*Stated goal:* Lay out the material as a numbered list, from its first line through the line holding "pixel 110 158", inclusive, and leave out any blank lines.

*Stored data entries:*
▽

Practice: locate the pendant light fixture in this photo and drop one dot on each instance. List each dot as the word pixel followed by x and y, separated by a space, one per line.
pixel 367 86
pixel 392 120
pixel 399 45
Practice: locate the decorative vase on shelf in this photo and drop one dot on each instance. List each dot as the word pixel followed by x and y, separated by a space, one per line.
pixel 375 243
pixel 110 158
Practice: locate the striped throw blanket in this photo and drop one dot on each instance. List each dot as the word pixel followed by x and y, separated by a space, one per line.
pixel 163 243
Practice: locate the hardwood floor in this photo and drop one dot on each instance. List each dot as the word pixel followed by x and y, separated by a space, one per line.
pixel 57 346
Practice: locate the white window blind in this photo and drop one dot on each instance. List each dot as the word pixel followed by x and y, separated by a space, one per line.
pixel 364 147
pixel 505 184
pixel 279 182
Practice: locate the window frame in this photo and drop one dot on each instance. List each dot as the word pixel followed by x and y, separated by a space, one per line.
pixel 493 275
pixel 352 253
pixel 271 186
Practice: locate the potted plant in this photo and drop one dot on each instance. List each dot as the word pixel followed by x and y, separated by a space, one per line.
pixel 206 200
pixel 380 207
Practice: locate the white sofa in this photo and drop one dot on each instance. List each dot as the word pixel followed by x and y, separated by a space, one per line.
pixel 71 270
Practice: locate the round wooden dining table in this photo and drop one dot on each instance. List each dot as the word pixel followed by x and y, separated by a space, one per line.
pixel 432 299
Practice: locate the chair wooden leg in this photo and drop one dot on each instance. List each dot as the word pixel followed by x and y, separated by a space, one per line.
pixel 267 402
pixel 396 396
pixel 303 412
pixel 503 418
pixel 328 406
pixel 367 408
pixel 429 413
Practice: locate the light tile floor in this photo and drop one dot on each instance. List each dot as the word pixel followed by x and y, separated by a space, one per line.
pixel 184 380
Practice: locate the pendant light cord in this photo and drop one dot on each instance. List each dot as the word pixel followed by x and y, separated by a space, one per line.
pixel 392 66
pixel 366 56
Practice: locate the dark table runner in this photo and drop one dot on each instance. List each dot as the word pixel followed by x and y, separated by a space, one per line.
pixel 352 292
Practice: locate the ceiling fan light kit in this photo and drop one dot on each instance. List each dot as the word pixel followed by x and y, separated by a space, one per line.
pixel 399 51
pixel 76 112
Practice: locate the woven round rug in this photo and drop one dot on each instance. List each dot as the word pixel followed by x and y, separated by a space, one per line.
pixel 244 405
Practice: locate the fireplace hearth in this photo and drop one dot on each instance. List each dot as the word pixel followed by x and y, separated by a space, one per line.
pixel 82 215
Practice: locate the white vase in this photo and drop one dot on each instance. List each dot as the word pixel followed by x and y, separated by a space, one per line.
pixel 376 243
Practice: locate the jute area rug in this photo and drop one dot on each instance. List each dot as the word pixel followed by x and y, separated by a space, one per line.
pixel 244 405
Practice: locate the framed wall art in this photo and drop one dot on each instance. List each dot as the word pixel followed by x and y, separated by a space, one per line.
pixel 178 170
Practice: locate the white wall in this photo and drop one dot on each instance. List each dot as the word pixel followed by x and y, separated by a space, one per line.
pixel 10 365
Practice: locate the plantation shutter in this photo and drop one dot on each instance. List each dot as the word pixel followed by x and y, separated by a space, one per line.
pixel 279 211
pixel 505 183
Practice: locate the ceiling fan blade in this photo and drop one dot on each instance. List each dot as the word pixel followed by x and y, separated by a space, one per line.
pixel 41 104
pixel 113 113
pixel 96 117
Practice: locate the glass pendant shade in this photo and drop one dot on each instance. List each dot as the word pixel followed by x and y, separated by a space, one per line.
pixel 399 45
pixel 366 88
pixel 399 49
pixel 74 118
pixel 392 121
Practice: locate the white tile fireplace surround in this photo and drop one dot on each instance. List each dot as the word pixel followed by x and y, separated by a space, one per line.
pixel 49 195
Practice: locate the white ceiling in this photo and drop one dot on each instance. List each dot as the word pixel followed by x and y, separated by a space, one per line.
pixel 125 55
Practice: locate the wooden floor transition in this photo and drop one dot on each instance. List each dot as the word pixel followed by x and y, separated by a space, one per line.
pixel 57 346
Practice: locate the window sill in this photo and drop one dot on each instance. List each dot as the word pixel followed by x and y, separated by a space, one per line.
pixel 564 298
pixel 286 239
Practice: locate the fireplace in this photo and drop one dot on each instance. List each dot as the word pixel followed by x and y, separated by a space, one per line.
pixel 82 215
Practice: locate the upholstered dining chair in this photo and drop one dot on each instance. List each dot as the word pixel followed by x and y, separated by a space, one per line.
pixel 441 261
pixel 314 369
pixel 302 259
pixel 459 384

△

*Output of the exercise:*
1. Practice: locate the pendant light fixture in this photo and drop one dot on each instance. List each dot as the word pixel followed by x and y, separated by a space, one per line.
2. pixel 367 86
3. pixel 392 120
4. pixel 399 45
5. Practice: locate the decorative vase on shelf in this photo and drop one dot on each instance. List each dot as the word pixel followed by x and y, separated by a space, one per line.
6. pixel 375 243
7. pixel 110 158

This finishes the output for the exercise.